## [Directions for this task]
Which lines in the records below contain the string "laptop", with case counting? List each of those lines in full.

## [Given data]
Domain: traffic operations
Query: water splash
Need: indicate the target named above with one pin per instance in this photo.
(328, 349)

* * *

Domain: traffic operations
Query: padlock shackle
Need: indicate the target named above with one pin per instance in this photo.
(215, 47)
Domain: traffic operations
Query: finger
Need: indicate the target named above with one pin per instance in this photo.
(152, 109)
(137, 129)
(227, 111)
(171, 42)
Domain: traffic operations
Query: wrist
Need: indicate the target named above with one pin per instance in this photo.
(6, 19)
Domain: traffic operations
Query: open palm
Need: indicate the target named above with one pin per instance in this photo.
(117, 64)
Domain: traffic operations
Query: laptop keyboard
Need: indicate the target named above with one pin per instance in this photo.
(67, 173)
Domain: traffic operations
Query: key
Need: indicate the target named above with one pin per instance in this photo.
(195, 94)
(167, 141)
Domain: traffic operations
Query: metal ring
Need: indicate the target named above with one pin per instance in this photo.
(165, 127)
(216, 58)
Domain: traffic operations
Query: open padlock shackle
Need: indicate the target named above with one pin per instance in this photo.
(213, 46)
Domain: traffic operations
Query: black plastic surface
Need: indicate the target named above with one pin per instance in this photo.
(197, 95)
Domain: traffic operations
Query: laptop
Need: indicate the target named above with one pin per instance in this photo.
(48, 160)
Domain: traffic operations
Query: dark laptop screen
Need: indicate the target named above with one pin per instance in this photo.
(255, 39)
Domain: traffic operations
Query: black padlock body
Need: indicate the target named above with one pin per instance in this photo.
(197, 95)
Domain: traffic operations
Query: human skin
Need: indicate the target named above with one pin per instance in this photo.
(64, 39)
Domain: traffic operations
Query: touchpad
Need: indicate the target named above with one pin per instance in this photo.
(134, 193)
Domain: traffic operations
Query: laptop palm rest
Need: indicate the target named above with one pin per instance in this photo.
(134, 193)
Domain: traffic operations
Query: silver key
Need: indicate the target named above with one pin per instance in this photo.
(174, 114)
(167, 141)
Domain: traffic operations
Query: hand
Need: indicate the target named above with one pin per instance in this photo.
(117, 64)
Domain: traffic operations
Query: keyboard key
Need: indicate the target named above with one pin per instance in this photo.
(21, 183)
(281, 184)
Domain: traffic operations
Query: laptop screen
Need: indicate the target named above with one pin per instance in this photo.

## [Expected output]
Query: laptop keyboard
Query: laptop
Query: dark laptop screen
Query: laptop palm rest
Query: laptop screen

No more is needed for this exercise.